## Objective
Reproduce the listing below word for word, leaving out the picture.

## Input for this task

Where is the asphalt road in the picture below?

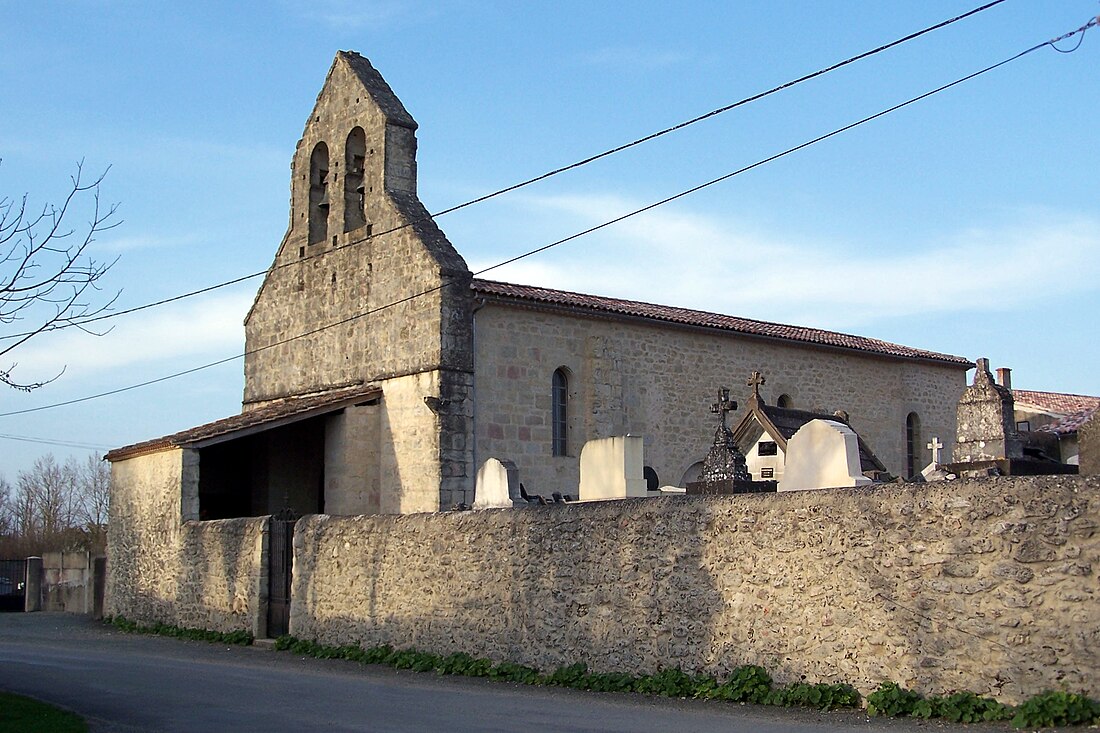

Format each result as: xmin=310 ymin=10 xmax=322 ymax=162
xmin=0 ymin=613 xmax=1020 ymax=733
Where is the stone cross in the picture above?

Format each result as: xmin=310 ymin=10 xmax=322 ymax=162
xmin=927 ymin=436 xmax=944 ymax=466
xmin=748 ymin=372 xmax=768 ymax=400
xmin=711 ymin=387 xmax=737 ymax=428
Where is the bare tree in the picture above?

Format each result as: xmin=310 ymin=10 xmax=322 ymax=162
xmin=0 ymin=453 xmax=111 ymax=558
xmin=0 ymin=161 xmax=121 ymax=392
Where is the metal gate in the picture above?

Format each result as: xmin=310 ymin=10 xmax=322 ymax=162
xmin=0 ymin=560 xmax=26 ymax=611
xmin=267 ymin=508 xmax=298 ymax=638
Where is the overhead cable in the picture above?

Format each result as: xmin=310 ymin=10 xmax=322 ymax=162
xmin=0 ymin=18 xmax=1100 ymax=417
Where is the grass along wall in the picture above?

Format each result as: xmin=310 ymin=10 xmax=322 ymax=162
xmin=290 ymin=477 xmax=1100 ymax=702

## Written solution
Where is the asphalt road in the picture below?


Format each result as: xmin=310 ymin=10 xmax=322 ymax=162
xmin=0 ymin=613 xmax=1020 ymax=733
Where is the stone cross in the picture above?

Format each result as: xmin=310 ymin=10 xmax=322 ymax=162
xmin=927 ymin=436 xmax=944 ymax=466
xmin=748 ymin=372 xmax=768 ymax=400
xmin=711 ymin=387 xmax=737 ymax=428
Where is the bare tree in the picture above?

Format each result as: xmin=310 ymin=10 xmax=322 ymax=162
xmin=0 ymin=453 xmax=111 ymax=558
xmin=0 ymin=161 xmax=121 ymax=392
Where is the metal gate in the picture above?

Format each result as: xmin=310 ymin=10 xmax=322 ymax=162
xmin=0 ymin=560 xmax=26 ymax=611
xmin=267 ymin=508 xmax=298 ymax=638
Where is the overhead cable in the picture above?

Format each result as: xmin=310 ymin=10 xmax=322 ymax=162
xmin=0 ymin=18 xmax=1100 ymax=417
Where is the grass along wall in the picture above?

Format each result as: xmin=310 ymin=10 xmax=322 ymax=162
xmin=290 ymin=477 xmax=1100 ymax=702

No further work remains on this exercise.